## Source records
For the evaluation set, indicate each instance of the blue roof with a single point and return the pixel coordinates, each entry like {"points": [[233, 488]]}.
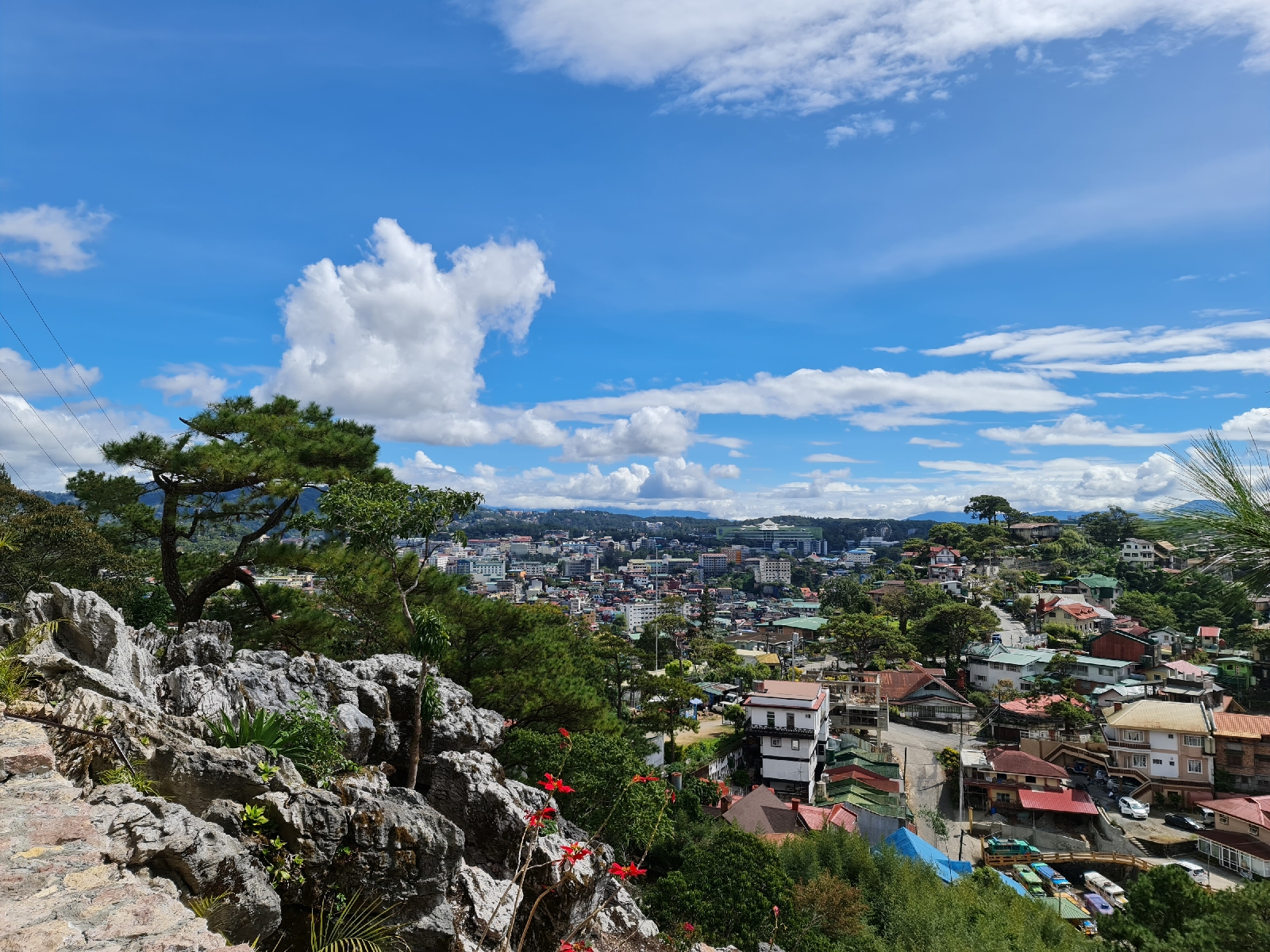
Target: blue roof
{"points": [[908, 843], [1014, 884]]}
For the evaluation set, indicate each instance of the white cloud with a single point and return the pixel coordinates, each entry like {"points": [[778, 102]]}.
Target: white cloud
{"points": [[1232, 188], [652, 431], [1080, 431], [1075, 348], [861, 125], [1254, 424], [810, 55], [190, 384], [394, 340], [905, 400], [59, 235], [829, 459]]}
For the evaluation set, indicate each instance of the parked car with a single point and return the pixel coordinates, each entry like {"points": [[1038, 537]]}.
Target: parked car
{"points": [[1194, 869], [1133, 808], [1096, 904], [1184, 823]]}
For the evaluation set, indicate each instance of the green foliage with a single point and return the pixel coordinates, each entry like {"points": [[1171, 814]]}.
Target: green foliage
{"points": [[950, 626], [907, 908], [600, 768], [725, 885], [868, 639], [360, 924], [264, 727], [313, 742], [1168, 913], [234, 476], [130, 774]]}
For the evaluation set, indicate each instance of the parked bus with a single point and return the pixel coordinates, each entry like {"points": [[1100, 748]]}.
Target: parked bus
{"points": [[1113, 894], [1052, 877], [1029, 879]]}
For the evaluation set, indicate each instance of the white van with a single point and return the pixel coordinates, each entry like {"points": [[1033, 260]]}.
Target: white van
{"points": [[1194, 869], [1110, 892]]}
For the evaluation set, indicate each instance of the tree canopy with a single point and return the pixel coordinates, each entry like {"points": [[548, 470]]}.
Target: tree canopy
{"points": [[234, 476]]}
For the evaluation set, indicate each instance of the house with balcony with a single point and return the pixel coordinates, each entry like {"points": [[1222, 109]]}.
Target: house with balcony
{"points": [[1161, 747], [791, 720], [1242, 746], [1006, 777], [1240, 838], [991, 666]]}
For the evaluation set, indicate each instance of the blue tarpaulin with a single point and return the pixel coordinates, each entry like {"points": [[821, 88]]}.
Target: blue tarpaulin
{"points": [[1014, 884], [908, 843]]}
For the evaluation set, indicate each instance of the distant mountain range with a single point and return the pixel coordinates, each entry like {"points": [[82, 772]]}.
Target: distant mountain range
{"points": [[965, 517]]}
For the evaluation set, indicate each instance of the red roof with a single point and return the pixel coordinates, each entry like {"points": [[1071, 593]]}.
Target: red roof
{"points": [[1060, 801], [1019, 762], [1248, 809], [817, 816]]}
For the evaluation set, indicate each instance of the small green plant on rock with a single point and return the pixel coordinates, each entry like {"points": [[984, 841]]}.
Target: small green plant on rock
{"points": [[131, 776]]}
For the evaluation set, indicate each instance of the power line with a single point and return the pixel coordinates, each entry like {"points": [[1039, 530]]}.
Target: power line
{"points": [[10, 467], [29, 432], [22, 287]]}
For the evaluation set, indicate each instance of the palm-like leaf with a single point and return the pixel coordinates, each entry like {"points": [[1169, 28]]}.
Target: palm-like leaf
{"points": [[1238, 527], [361, 926]]}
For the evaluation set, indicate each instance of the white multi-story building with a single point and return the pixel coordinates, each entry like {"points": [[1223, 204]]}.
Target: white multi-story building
{"points": [[791, 723], [482, 570], [772, 571], [1138, 551]]}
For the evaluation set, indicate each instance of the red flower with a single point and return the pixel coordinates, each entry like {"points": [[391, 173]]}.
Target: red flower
{"points": [[573, 854], [624, 873], [540, 819], [554, 784]]}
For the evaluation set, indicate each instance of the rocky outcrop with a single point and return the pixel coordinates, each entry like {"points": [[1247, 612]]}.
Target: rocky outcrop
{"points": [[444, 854], [59, 886]]}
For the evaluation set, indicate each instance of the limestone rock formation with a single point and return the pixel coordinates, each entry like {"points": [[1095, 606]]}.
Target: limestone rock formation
{"points": [[446, 854]]}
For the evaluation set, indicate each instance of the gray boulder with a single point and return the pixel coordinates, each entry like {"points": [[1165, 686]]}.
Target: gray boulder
{"points": [[152, 831]]}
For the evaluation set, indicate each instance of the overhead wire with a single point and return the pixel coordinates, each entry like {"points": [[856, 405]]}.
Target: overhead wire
{"points": [[84, 382]]}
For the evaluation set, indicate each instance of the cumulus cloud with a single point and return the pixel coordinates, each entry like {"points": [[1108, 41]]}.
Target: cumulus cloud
{"points": [[810, 55], [59, 235], [861, 126], [192, 384], [394, 340], [1080, 431], [1254, 424]]}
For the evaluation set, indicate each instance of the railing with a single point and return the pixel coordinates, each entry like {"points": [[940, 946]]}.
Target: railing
{"points": [[772, 730]]}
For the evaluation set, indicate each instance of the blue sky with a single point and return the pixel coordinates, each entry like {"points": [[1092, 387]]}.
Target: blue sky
{"points": [[718, 257]]}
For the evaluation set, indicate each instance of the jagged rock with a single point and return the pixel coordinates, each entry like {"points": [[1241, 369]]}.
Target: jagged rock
{"points": [[471, 790], [92, 647], [152, 831], [200, 644], [492, 904]]}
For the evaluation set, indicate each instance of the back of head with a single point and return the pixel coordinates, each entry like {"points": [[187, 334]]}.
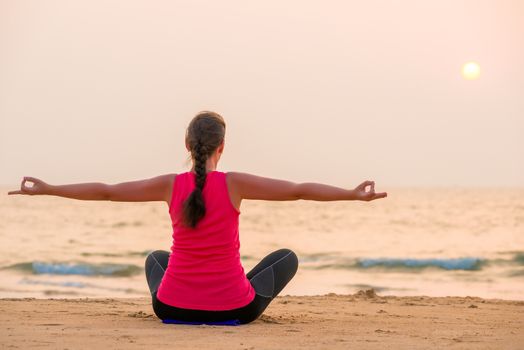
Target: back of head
{"points": [[204, 135]]}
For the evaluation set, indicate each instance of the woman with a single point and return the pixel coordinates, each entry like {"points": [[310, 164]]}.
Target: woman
{"points": [[202, 280]]}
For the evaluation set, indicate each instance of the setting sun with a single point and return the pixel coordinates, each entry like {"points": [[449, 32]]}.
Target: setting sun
{"points": [[471, 70]]}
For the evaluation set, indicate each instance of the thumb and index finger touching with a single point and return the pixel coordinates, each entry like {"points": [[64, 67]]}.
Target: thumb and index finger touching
{"points": [[23, 188]]}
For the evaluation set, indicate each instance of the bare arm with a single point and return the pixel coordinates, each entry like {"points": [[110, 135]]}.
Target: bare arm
{"points": [[247, 186], [153, 189]]}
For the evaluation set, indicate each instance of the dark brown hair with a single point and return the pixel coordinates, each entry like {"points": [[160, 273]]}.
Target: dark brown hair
{"points": [[204, 135]]}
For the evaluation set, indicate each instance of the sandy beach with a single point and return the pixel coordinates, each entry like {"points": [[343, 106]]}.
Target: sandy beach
{"points": [[363, 320]]}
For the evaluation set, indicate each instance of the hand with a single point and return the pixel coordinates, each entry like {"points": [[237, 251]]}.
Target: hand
{"points": [[39, 187], [363, 195]]}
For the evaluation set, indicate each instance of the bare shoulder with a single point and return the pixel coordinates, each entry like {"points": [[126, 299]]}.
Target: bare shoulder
{"points": [[250, 186]]}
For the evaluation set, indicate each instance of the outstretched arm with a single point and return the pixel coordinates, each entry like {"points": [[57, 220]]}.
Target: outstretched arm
{"points": [[153, 189], [247, 186]]}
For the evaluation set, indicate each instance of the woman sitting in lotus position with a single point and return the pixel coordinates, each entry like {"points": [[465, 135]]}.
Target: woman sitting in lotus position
{"points": [[202, 279]]}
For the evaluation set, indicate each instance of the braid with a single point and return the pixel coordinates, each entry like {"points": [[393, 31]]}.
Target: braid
{"points": [[204, 134], [194, 206]]}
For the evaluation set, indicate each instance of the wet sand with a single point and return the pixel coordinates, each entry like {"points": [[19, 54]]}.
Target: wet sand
{"points": [[362, 320]]}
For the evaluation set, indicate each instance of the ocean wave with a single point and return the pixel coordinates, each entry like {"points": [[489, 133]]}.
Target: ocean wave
{"points": [[70, 268], [392, 264], [469, 264]]}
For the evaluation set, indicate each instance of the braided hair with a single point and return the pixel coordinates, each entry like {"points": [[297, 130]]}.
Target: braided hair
{"points": [[204, 135]]}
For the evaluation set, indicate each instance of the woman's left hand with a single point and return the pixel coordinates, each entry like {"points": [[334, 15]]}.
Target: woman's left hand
{"points": [[39, 187]]}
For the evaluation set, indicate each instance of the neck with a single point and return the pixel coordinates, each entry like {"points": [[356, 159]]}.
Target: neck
{"points": [[211, 165]]}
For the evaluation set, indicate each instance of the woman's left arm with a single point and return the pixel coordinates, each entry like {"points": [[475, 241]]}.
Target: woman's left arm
{"points": [[154, 189]]}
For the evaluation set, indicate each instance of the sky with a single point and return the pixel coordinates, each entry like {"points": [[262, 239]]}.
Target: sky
{"points": [[334, 92]]}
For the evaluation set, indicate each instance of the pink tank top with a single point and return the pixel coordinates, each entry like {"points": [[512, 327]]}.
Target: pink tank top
{"points": [[204, 270]]}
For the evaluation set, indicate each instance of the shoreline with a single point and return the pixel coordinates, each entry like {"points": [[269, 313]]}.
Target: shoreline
{"points": [[334, 321]]}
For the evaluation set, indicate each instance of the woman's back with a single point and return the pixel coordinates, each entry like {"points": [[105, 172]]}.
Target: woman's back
{"points": [[204, 270]]}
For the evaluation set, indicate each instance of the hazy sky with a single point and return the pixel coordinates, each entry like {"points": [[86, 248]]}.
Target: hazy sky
{"points": [[324, 91]]}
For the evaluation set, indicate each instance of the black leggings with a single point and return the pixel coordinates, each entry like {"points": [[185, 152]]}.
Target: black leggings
{"points": [[268, 278]]}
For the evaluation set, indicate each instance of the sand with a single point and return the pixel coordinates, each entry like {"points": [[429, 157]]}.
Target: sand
{"points": [[362, 320]]}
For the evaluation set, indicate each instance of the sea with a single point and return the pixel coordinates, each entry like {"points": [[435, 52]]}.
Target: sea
{"points": [[418, 241]]}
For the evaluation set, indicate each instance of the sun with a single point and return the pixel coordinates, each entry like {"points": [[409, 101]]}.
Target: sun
{"points": [[471, 70]]}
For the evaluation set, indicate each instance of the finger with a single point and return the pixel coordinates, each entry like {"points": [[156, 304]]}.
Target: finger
{"points": [[380, 195], [15, 192], [365, 184], [32, 179]]}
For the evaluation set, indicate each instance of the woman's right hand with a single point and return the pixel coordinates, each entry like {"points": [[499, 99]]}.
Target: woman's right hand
{"points": [[363, 194], [39, 187]]}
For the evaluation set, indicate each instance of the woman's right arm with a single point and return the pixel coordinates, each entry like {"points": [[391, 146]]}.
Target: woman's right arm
{"points": [[247, 186], [153, 189]]}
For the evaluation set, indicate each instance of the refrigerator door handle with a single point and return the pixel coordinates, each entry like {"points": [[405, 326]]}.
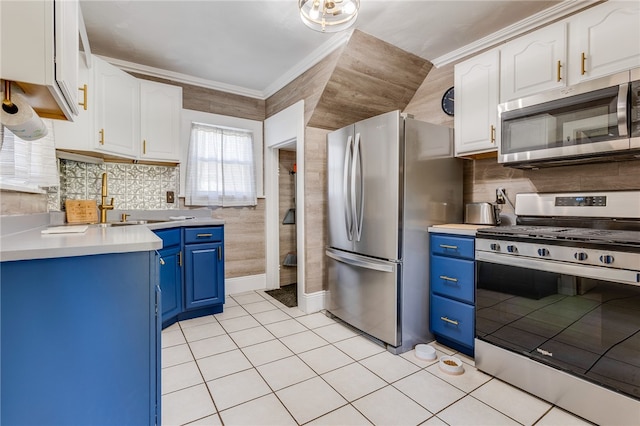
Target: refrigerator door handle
{"points": [[348, 206], [357, 165], [360, 261]]}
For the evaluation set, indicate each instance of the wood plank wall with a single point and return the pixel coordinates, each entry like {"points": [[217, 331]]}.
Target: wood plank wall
{"points": [[308, 86], [482, 177], [370, 78], [315, 205], [244, 227]]}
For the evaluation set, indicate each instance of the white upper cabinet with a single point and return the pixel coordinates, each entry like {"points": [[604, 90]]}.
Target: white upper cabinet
{"points": [[476, 104], [534, 63], [39, 52], [78, 135], [603, 40], [117, 110], [160, 106]]}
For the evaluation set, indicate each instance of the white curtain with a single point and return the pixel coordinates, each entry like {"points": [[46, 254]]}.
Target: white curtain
{"points": [[28, 164], [220, 167]]}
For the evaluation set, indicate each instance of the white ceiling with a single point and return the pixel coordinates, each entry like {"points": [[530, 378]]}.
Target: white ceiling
{"points": [[254, 48]]}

## WHAT TO DO
From the line containing "the white upper" down to the last line, reproduce the records exactly. Include both ends.

## SOLUTION
For the evaluation set, indicate each instance of the white upper cabinet with a single point and return the pixel coordinates, each entry like {"points": [[604, 90]]}.
Target: white upper cabinet
{"points": [[476, 104], [534, 63], [39, 52], [78, 135], [603, 40], [117, 110], [160, 106]]}
For the evaluation set, indicate each instance of the white curtain with a single point and return the pixel coordinates, each entry like {"points": [[46, 254]]}.
Target: white curtain
{"points": [[28, 164], [220, 167]]}
For the evaluation set, indicate each instance of the white ceiling with a single point and return the pixel coordinates, each entry like {"points": [[530, 378]]}.
Target: white ceiling
{"points": [[254, 48]]}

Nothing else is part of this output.